'''
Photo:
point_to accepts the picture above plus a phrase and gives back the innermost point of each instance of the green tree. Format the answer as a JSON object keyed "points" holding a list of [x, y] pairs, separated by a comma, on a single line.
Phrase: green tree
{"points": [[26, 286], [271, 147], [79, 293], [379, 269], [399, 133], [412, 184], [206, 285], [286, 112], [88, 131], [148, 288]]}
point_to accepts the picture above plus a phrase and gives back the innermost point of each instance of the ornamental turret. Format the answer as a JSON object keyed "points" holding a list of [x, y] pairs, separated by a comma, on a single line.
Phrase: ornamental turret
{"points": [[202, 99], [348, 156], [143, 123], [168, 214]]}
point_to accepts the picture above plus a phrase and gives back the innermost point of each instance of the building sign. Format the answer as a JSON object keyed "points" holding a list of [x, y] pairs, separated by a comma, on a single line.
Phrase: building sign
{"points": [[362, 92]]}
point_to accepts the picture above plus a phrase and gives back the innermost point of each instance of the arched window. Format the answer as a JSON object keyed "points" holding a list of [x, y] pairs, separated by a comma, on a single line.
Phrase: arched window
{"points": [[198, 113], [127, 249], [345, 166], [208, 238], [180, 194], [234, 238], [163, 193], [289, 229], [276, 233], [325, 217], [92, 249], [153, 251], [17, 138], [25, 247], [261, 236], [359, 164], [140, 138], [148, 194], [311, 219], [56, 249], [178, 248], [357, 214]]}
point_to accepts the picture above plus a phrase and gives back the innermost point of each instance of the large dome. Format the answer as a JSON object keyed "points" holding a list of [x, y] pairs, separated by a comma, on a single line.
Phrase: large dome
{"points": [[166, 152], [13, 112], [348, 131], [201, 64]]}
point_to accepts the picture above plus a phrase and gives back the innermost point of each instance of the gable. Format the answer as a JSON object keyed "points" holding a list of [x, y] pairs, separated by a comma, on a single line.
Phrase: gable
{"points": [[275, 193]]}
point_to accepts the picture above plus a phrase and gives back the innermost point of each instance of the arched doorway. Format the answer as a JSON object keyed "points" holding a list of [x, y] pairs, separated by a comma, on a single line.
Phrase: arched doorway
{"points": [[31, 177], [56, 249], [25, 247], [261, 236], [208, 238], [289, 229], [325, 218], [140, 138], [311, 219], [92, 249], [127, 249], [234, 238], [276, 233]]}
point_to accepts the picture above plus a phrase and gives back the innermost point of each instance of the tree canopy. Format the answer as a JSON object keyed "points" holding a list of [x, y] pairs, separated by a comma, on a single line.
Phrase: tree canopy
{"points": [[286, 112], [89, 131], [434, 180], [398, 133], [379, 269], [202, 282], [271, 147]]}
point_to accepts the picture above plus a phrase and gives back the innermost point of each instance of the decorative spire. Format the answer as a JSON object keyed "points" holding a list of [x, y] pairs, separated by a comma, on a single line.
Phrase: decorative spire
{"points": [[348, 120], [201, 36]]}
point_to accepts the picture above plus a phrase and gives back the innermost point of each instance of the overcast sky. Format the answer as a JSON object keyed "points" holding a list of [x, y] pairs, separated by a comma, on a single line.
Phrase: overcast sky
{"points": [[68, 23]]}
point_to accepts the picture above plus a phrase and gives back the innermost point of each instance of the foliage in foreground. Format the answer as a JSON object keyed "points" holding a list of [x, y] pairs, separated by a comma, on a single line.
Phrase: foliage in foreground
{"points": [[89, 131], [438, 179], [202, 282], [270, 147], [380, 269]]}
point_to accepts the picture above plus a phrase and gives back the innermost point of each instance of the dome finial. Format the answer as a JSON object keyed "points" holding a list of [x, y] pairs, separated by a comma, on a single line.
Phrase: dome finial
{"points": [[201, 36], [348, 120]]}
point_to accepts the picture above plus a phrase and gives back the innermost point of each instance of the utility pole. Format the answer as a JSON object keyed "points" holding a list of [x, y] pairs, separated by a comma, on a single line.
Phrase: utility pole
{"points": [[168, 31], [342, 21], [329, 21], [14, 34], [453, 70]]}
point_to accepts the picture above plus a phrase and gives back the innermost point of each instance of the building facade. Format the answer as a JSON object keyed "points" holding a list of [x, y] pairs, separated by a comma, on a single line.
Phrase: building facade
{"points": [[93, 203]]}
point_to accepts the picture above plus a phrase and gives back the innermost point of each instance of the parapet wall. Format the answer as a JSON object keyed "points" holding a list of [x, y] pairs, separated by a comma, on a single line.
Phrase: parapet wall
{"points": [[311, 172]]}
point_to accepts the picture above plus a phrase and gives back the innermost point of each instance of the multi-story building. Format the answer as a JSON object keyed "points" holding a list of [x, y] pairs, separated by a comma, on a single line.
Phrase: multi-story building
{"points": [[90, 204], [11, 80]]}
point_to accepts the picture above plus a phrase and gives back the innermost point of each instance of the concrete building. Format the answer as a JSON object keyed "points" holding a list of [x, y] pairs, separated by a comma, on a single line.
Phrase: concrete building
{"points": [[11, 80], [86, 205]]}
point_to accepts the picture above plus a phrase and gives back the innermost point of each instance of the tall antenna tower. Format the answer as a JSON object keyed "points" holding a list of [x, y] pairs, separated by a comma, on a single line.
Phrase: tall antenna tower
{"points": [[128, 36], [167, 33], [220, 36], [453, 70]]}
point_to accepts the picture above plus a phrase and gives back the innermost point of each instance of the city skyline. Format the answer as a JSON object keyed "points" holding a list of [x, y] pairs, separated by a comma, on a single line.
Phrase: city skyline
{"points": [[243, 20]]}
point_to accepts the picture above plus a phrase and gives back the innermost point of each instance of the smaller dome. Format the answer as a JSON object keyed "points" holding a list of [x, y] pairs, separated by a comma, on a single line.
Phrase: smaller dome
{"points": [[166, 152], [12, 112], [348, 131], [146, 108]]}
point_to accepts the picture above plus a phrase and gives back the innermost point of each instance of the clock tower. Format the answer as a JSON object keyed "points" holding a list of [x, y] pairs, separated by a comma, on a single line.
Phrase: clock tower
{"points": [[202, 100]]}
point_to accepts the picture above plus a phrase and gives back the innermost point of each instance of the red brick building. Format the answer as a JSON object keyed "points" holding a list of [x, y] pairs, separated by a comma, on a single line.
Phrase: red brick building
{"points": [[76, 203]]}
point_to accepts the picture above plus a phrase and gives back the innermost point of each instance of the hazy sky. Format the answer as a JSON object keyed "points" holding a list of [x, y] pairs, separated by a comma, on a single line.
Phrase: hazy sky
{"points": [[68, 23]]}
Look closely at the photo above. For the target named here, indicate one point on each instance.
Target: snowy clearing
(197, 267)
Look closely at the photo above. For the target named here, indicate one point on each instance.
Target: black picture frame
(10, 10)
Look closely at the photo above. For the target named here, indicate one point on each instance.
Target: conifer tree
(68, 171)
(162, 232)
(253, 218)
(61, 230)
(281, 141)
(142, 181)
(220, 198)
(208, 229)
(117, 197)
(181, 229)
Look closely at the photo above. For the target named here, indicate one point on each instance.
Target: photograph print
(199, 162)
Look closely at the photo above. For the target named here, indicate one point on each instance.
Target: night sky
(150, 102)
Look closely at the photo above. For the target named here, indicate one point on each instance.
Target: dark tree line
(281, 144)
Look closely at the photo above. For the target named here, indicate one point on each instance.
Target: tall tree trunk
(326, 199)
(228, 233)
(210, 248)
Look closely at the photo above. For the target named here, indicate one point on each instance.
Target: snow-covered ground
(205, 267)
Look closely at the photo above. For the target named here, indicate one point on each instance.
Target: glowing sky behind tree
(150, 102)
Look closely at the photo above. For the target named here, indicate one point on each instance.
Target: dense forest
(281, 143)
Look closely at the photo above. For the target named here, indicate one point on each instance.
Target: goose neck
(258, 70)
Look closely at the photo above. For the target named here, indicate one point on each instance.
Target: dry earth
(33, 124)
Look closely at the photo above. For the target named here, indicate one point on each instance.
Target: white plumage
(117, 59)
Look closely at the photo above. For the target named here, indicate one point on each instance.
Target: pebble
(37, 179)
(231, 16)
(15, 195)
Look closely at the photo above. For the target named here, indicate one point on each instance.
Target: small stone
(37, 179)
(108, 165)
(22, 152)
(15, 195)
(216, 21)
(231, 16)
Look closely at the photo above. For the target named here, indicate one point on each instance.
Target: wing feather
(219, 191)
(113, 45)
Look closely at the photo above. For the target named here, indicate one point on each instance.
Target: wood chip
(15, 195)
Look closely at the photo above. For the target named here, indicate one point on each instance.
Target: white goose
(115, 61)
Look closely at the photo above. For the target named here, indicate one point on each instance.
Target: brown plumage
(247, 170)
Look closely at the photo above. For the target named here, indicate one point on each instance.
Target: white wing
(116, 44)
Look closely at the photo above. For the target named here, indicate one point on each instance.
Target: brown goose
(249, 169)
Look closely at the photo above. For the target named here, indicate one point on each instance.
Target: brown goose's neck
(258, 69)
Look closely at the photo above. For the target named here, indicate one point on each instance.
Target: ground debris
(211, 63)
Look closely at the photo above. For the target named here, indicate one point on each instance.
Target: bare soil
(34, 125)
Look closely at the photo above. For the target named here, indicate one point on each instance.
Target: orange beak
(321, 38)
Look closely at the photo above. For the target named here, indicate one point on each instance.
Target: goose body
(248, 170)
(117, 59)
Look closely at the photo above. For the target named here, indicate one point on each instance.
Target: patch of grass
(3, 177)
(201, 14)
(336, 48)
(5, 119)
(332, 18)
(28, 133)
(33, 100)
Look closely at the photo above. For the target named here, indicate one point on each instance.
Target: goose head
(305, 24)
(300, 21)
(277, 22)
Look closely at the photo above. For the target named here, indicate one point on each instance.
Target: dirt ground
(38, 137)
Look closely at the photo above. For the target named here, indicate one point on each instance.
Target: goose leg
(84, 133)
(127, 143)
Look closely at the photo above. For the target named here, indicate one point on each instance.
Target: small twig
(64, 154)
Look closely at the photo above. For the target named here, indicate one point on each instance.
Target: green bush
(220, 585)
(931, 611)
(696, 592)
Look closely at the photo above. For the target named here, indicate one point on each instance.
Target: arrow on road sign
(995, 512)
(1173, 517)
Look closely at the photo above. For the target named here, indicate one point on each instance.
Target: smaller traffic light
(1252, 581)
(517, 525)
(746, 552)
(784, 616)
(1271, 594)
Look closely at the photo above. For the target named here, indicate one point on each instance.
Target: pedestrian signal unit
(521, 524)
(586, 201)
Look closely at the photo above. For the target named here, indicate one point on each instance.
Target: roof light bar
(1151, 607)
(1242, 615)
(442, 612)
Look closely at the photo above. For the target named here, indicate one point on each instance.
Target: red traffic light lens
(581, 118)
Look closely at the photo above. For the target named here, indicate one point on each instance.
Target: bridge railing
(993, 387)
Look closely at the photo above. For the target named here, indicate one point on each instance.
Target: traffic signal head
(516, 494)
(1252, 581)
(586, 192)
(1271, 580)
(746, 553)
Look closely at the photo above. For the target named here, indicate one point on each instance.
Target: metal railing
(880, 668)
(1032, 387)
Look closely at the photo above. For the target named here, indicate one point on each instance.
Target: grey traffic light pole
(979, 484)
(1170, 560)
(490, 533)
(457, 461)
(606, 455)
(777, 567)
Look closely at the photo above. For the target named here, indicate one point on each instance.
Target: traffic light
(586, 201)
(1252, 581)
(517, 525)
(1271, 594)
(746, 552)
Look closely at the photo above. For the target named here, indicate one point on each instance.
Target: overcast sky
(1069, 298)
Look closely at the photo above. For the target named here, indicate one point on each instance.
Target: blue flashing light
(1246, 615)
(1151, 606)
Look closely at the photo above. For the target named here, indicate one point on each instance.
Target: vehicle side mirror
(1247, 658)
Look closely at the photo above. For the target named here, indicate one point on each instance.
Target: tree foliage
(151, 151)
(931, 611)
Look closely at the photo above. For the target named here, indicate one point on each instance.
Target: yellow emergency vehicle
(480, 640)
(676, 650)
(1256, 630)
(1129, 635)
'''
> _What this task involves_: The required output is the set of lines from the first line of the data through the line that contains "of the green", transcribed exactly.

> _Exercise answer_:
Photo:
point_to accepts the picture above plus a phrase and gives back the innermost point of each instance of the green tree. Format the answer as a JSON object keyed "points" holding a list of [x, y] pairs, separated by a comma, on a single line.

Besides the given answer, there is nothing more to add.